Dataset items
'''
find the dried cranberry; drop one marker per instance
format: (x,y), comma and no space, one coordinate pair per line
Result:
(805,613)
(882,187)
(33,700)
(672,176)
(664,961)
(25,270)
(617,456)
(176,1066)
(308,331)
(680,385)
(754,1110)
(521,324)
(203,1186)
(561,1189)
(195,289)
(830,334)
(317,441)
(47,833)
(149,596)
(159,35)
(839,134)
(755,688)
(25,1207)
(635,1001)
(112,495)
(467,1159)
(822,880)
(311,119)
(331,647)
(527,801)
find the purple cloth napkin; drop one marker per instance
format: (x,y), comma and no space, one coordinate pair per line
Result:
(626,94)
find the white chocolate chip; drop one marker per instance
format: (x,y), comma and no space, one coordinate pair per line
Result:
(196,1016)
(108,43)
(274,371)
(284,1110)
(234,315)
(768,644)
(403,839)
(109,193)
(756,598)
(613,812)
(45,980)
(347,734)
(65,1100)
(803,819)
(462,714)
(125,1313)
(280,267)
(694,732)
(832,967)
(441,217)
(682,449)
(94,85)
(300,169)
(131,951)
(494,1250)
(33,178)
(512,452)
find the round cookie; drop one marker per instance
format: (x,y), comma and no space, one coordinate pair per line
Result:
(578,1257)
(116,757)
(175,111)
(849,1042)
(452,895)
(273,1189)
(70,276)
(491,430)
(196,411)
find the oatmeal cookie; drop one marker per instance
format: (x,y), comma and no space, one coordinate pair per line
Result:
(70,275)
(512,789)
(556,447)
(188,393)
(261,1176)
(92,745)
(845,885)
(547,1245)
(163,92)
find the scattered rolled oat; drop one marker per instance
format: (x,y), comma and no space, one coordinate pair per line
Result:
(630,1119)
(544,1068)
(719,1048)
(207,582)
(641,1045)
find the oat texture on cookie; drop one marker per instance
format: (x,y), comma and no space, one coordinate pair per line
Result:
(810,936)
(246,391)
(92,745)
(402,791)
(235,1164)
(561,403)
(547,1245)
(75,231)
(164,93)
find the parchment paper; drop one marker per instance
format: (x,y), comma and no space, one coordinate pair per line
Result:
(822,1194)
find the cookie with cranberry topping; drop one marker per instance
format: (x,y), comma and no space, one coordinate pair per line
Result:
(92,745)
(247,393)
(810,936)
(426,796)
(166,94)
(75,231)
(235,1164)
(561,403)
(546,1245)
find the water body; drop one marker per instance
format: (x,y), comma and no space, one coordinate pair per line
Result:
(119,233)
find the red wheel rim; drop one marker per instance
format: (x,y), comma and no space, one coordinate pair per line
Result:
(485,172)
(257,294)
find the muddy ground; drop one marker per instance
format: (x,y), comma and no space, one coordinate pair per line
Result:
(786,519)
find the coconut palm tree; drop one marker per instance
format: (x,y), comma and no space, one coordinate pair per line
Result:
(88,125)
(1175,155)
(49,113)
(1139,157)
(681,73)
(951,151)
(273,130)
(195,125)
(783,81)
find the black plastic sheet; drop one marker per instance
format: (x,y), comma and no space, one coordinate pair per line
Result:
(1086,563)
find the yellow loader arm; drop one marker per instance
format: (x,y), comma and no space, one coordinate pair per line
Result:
'''
Required task: Duplicate every entry above line for line, keeping each character unchanged.

Written solution:
find the dried cranberry; drop one marker per instance
format: (x,y), comma and no space, one coordinate pair per line
Result:
(805,613)
(882,187)
(33,700)
(672,176)
(664,961)
(25,270)
(617,456)
(176,1066)
(308,331)
(680,385)
(754,1110)
(521,324)
(203,1186)
(561,1189)
(195,289)
(830,334)
(317,441)
(47,833)
(149,596)
(159,35)
(839,134)
(755,688)
(25,1207)
(635,1001)
(112,495)
(467,1159)
(822,880)
(311,119)
(331,647)
(527,801)
find the purple cloth napkin; drop one marker per instance
format: (x,y), comma and no space, one coordinate pair per line
Result:
(626,94)
find the white chocolate chip; drop one marker per instance
format: (x,y), comma and no space, one coordinate pair per line
Result:
(196,1016)
(108,43)
(274,371)
(284,1110)
(234,315)
(768,644)
(403,839)
(109,193)
(756,598)
(613,812)
(45,980)
(347,734)
(65,1100)
(803,819)
(462,714)
(125,1313)
(280,267)
(694,732)
(832,967)
(441,217)
(682,449)
(94,85)
(300,169)
(131,951)
(494,1250)
(33,178)
(512,452)
find the round cookie; drop one marker per instance
format: (x,y), comma and no space, one coordinate pair per line
Result:
(578,1257)
(116,757)
(175,111)
(849,1042)
(452,895)
(273,1189)
(70,276)
(491,430)
(196,411)
find the oatmeal cookie; drop one marker per instance
format: (x,y), comma and no space, one coordinate pair per line
Result:
(70,275)
(512,789)
(556,447)
(188,393)
(261,1176)
(92,745)
(845,885)
(547,1245)
(163,92)
find the scattered rolled oat; drop one marker per instance
format: (x,y), comma and no space, one coordinate pair per line
Result:
(630,1119)
(544,1068)
(719,1048)
(207,582)
(641,1045)
find the oat texture on cookie; drop one marker per instance
format: (x,y), comma and no space, one coordinate pair per line
Result:
(810,936)
(246,391)
(92,745)
(402,791)
(235,1164)
(561,403)
(547,1245)
(75,231)
(164,93)
find the parchment paper; drop one marker per instance
format: (x,y), comma and no space, one coordinate pair per line
Result:
(822,1194)
find the cookie with cranberry topping; drop one marker per instance
format: (x,y), comma and no space, one coordinate pair per line
Result:
(92,745)
(247,393)
(810,936)
(426,796)
(166,94)
(75,231)
(235,1164)
(561,403)
(546,1245)
find the water body; drop one marker per instance
format: (x,y), comma and no space, one coordinate pair per line
Result:
(119,233)
find the red wheel rim; drop one marker per instance
format: (x,y), comma and no space, one coordinate pair per line
Result:
(485,172)
(257,294)
find the muddy ground; drop one marker per instance
format: (x,y), comma and no space, one coordinate pair per line
Result:
(786,519)
find the coconut palm tree; drop one marker per instance
format: (x,y), comma and no space, one coordinate pair per line
Result:
(88,125)
(1175,155)
(49,113)
(1139,157)
(681,73)
(951,151)
(273,130)
(195,125)
(783,81)
find the black plastic sheet; drop one marker per instance
format: (x,y), comma and no space, one coordinate pair per line
Result:
(1086,563)
find the yellow loader arm; drop one marker per instance
format: (x,y), comma and no space, one coordinate pair per line
Result:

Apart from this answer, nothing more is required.